• [WHAT TO DO]:
All of the records below are to be given again word for word, with the pictures removed.

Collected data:
★ ★ ★ ★ ★ ★ ★

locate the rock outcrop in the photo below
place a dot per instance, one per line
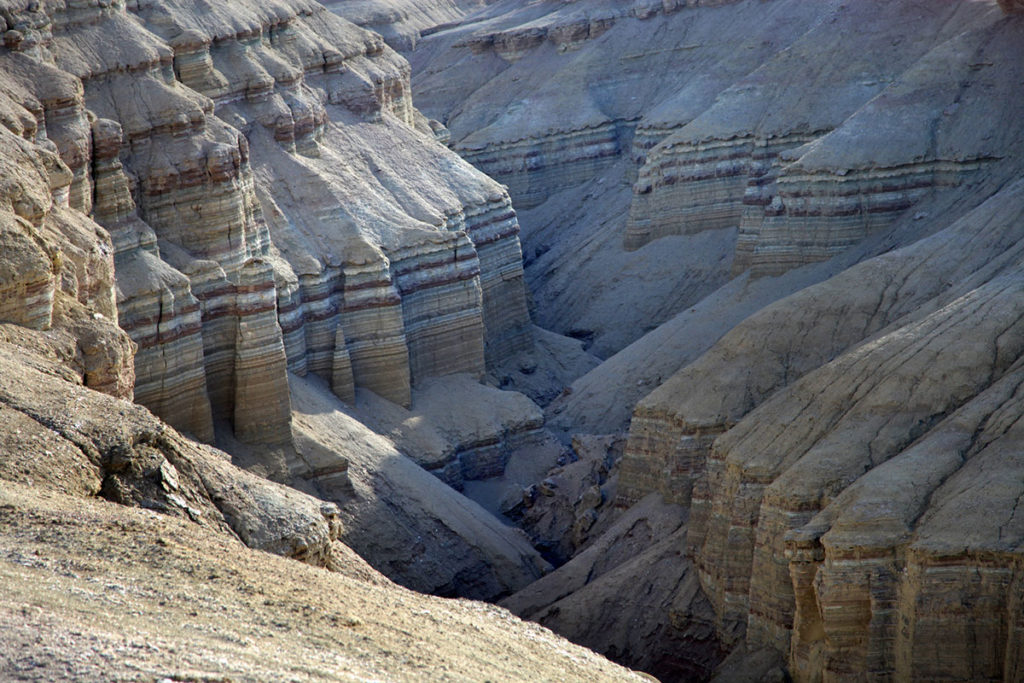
(274, 203)
(840, 385)
(162, 584)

★ ★ ★ ★ ★ ★ ★

• [RESULT FOR THIS TASK]:
locate the rock outcrop in the photo below
place a dot per instance, one per line
(274, 203)
(840, 385)
(162, 584)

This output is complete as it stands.